=== Begin Enclosure ===

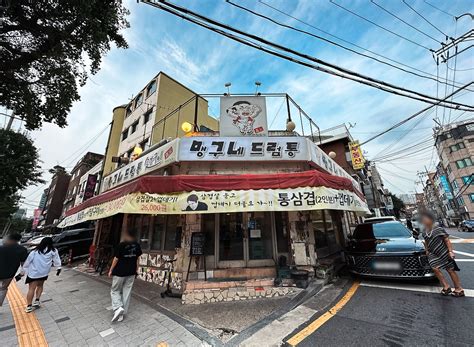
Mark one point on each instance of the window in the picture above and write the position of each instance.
(164, 232)
(457, 147)
(147, 116)
(124, 135)
(133, 127)
(151, 88)
(144, 144)
(463, 163)
(139, 100)
(208, 226)
(468, 180)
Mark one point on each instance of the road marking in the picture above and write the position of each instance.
(464, 253)
(315, 325)
(412, 287)
(28, 328)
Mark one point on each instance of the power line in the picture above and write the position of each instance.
(412, 116)
(340, 72)
(330, 41)
(426, 20)
(381, 27)
(403, 21)
(435, 77)
(437, 8)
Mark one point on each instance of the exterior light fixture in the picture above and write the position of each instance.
(186, 127)
(290, 126)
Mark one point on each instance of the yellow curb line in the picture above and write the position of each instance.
(28, 329)
(312, 327)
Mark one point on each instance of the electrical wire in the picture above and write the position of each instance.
(330, 41)
(340, 72)
(351, 43)
(409, 118)
(426, 20)
(403, 21)
(437, 8)
(381, 27)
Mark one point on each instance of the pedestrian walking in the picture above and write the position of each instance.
(37, 267)
(123, 271)
(440, 255)
(12, 255)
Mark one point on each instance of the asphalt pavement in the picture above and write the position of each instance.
(390, 313)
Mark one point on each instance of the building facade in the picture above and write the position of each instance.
(455, 146)
(228, 207)
(56, 194)
(88, 161)
(155, 114)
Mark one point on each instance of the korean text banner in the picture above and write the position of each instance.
(296, 199)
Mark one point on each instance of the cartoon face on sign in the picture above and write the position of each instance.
(243, 116)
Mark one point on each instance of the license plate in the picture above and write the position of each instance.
(383, 265)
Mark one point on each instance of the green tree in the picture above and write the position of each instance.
(19, 163)
(398, 205)
(45, 49)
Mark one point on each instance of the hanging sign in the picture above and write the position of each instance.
(358, 161)
(263, 200)
(243, 149)
(243, 116)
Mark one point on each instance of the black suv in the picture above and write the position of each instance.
(77, 240)
(387, 249)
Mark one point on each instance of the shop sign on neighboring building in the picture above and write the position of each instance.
(90, 187)
(243, 116)
(36, 217)
(243, 149)
(358, 161)
(151, 161)
(447, 189)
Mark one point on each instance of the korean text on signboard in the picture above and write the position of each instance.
(146, 163)
(243, 149)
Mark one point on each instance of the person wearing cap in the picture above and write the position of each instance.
(441, 255)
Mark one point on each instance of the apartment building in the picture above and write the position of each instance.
(455, 146)
(88, 161)
(55, 196)
(155, 113)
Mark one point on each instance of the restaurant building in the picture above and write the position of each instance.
(230, 207)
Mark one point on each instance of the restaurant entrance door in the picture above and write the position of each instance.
(245, 239)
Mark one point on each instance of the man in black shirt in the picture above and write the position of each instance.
(12, 255)
(123, 271)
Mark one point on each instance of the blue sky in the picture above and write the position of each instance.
(205, 61)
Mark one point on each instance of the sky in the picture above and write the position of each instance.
(205, 61)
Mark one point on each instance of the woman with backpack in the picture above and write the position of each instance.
(37, 267)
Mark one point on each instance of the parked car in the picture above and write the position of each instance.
(388, 250)
(467, 225)
(77, 240)
(379, 219)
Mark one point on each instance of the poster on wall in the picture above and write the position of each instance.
(294, 199)
(243, 116)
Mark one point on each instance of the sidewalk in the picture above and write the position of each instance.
(76, 312)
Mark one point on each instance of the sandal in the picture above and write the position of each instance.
(446, 292)
(458, 294)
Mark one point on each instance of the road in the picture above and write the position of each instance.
(382, 313)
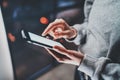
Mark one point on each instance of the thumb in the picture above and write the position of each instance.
(63, 34)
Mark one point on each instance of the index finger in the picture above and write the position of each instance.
(53, 25)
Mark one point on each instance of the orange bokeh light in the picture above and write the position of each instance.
(11, 37)
(44, 20)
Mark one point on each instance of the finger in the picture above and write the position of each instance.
(62, 51)
(53, 25)
(63, 34)
(50, 52)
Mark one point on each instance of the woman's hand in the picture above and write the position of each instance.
(60, 29)
(70, 56)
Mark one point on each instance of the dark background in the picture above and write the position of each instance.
(31, 61)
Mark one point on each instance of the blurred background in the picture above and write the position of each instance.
(30, 61)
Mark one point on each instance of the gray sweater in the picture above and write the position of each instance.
(99, 39)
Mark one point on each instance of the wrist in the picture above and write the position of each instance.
(73, 34)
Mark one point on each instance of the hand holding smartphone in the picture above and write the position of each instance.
(39, 40)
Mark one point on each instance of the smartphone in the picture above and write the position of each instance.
(39, 40)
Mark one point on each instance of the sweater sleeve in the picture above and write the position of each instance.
(100, 68)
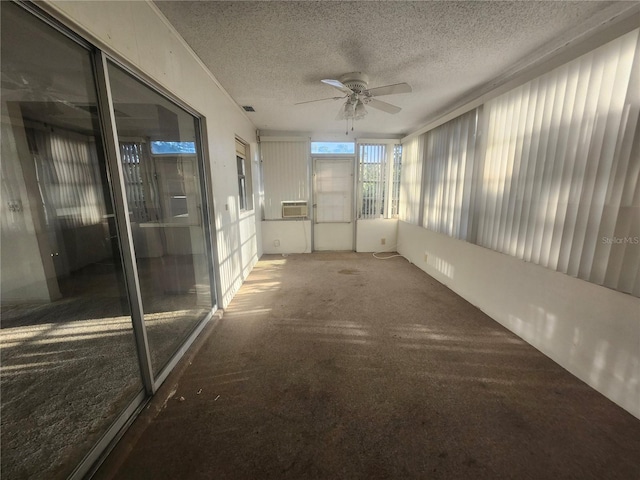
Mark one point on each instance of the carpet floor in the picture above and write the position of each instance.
(342, 366)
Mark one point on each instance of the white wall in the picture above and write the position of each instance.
(136, 33)
(369, 235)
(286, 236)
(592, 331)
(285, 168)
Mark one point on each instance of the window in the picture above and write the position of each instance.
(244, 177)
(333, 148)
(378, 175)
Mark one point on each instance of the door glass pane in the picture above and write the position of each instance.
(334, 186)
(159, 153)
(69, 362)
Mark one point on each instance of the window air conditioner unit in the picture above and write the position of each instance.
(297, 209)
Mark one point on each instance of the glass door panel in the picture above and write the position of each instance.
(68, 355)
(159, 154)
(333, 202)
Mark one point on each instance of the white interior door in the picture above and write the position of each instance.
(333, 202)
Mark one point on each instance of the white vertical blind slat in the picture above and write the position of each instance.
(557, 178)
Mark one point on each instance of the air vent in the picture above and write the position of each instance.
(296, 209)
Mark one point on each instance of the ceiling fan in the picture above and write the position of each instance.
(355, 92)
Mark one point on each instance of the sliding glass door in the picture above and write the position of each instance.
(69, 361)
(106, 265)
(159, 153)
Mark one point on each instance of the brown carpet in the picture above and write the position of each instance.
(341, 366)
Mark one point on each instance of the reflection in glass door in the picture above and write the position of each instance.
(69, 364)
(160, 160)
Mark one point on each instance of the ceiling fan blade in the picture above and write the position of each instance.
(384, 106)
(339, 85)
(390, 89)
(319, 100)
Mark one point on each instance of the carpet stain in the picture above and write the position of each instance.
(349, 271)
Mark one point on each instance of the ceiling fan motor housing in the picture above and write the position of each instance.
(356, 81)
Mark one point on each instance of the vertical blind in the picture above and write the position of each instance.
(548, 172)
(448, 174)
(68, 178)
(411, 179)
(378, 180)
(285, 170)
(371, 180)
(560, 184)
(394, 208)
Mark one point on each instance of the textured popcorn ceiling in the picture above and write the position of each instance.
(271, 55)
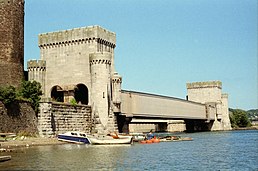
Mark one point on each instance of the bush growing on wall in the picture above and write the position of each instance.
(7, 94)
(29, 91)
(239, 118)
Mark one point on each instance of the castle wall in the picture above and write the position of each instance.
(55, 118)
(11, 42)
(37, 72)
(100, 83)
(67, 55)
(18, 117)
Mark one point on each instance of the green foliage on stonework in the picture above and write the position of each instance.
(7, 94)
(239, 118)
(29, 91)
(73, 102)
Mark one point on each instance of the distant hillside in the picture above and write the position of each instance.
(252, 114)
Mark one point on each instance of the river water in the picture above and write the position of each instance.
(228, 150)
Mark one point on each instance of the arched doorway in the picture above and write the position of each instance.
(57, 94)
(81, 94)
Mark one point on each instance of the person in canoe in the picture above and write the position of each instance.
(150, 135)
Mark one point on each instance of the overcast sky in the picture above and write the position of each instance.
(162, 45)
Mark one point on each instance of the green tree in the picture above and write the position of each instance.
(239, 118)
(31, 90)
(7, 94)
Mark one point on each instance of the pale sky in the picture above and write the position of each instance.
(162, 45)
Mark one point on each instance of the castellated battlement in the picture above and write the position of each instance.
(116, 78)
(224, 95)
(100, 58)
(207, 84)
(78, 35)
(38, 64)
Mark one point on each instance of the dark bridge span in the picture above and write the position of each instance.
(144, 105)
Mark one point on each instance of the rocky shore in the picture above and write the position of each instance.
(27, 142)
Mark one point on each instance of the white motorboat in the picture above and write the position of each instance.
(74, 137)
(109, 140)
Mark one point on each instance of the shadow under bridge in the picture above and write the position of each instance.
(150, 106)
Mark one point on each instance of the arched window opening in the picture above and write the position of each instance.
(81, 94)
(57, 94)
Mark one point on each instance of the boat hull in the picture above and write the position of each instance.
(73, 139)
(110, 140)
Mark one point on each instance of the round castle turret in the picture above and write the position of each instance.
(37, 72)
(116, 91)
(100, 68)
(11, 42)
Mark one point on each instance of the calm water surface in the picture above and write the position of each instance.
(230, 150)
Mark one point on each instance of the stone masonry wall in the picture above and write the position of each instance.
(11, 42)
(55, 118)
(67, 55)
(18, 117)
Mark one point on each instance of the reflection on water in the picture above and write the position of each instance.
(232, 150)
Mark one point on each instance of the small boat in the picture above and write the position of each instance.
(175, 138)
(137, 137)
(109, 140)
(74, 137)
(5, 158)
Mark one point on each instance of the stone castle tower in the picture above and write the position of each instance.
(210, 93)
(11, 42)
(79, 64)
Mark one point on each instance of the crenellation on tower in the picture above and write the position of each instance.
(78, 35)
(207, 84)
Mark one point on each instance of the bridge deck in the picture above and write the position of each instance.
(143, 105)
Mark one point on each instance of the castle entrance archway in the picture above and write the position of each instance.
(57, 94)
(81, 94)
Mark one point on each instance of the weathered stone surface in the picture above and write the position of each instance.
(11, 42)
(19, 117)
(55, 118)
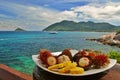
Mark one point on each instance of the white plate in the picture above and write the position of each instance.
(88, 72)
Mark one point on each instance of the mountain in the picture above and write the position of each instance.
(19, 29)
(81, 26)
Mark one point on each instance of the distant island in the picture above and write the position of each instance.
(81, 26)
(19, 29)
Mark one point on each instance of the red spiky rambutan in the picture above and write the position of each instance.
(100, 60)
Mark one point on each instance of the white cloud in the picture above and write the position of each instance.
(35, 17)
(105, 12)
(38, 17)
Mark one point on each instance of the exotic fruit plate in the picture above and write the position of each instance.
(73, 62)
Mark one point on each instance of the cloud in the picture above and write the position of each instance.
(101, 12)
(34, 17)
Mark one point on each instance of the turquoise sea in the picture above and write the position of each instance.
(16, 48)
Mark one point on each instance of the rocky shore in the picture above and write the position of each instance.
(112, 39)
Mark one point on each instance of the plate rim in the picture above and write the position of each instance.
(38, 63)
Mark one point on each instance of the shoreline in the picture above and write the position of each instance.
(112, 39)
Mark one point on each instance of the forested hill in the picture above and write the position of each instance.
(81, 26)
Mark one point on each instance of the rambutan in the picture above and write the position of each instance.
(100, 60)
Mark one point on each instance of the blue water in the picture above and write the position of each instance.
(16, 48)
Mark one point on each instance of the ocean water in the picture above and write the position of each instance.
(16, 48)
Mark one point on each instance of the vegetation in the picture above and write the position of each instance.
(118, 32)
(81, 26)
(115, 55)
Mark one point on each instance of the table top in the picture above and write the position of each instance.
(112, 74)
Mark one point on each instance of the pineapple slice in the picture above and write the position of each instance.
(77, 70)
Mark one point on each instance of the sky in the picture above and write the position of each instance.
(35, 15)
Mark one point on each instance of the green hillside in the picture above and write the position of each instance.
(81, 26)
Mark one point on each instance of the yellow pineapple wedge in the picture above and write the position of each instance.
(68, 68)
(58, 66)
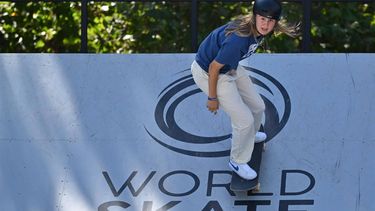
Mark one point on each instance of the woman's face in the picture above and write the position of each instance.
(264, 25)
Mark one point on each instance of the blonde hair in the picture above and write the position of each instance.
(244, 26)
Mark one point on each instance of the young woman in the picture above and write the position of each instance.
(217, 72)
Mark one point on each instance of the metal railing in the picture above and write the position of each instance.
(306, 17)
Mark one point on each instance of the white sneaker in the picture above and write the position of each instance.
(260, 136)
(243, 170)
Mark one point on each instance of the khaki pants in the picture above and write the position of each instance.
(239, 99)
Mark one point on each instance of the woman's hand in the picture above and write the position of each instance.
(213, 105)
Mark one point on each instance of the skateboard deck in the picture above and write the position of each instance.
(239, 184)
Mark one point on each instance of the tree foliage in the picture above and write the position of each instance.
(165, 27)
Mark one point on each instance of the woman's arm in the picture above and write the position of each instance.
(213, 75)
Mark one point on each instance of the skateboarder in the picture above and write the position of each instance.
(217, 73)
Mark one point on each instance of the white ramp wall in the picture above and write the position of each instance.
(81, 132)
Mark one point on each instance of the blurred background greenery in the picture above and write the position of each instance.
(165, 27)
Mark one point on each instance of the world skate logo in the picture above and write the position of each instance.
(188, 128)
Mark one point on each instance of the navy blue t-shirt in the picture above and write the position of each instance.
(228, 50)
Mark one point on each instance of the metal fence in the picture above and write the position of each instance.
(306, 14)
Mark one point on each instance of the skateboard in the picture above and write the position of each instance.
(239, 184)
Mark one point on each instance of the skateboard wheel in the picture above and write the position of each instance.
(256, 189)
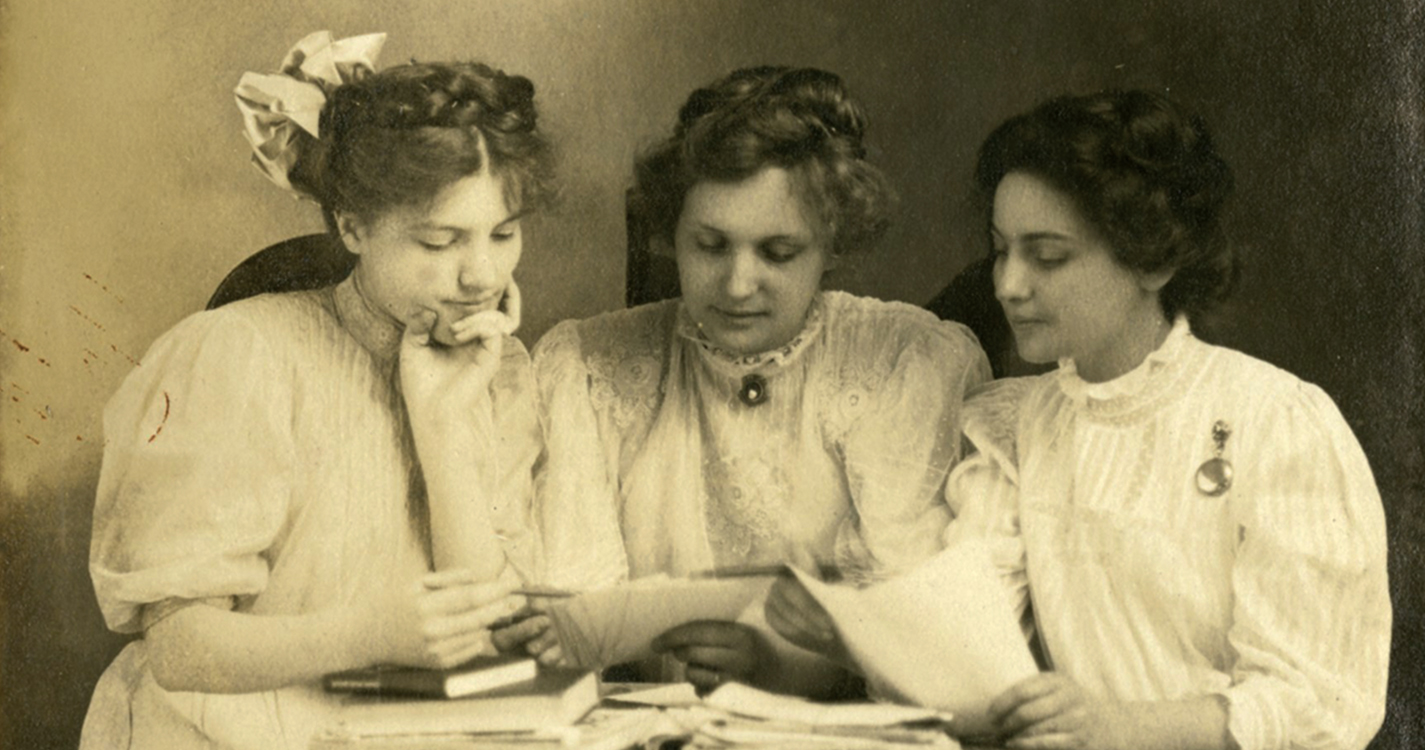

=== End Enclosure ===

# INSTRUCTIONS FOR THE TASK
The required answer is the lines from the one that contains "Mark one point on each instance of the woman's arm" through the last line of the records, restated word for word, with every picture dropped.

# SOLUTION
Mark one point on each instance of the woman's arm in the picture above and write the position of each instance.
(213, 75)
Mark one point on each instance of the skateboarder in the picture above and write the position of each instance.
(217, 73)
Mark one point on each instance of the white ramp wall in the picture above and write the position of each instance.
(81, 132)
Mark one point on each instance of the blurred background greenery in the picture above and write the position of each instance.
(165, 27)
Mark one point on each instance of the world skate logo in the picture above and write the position of each instance.
(188, 128)
Mark one point on each instance of the navy blue t-shirt in the picture above and write the position of each instance.
(228, 50)
Mark one point on each instance of the metal fence in the picture above and write the position of each instance.
(306, 14)
Mark one point on each instance of the skateboard in the picture above and write the position of each instance.
(239, 184)
Mark one point on each instance of the skateboard wheel in the picture above and write the position of each instance.
(256, 189)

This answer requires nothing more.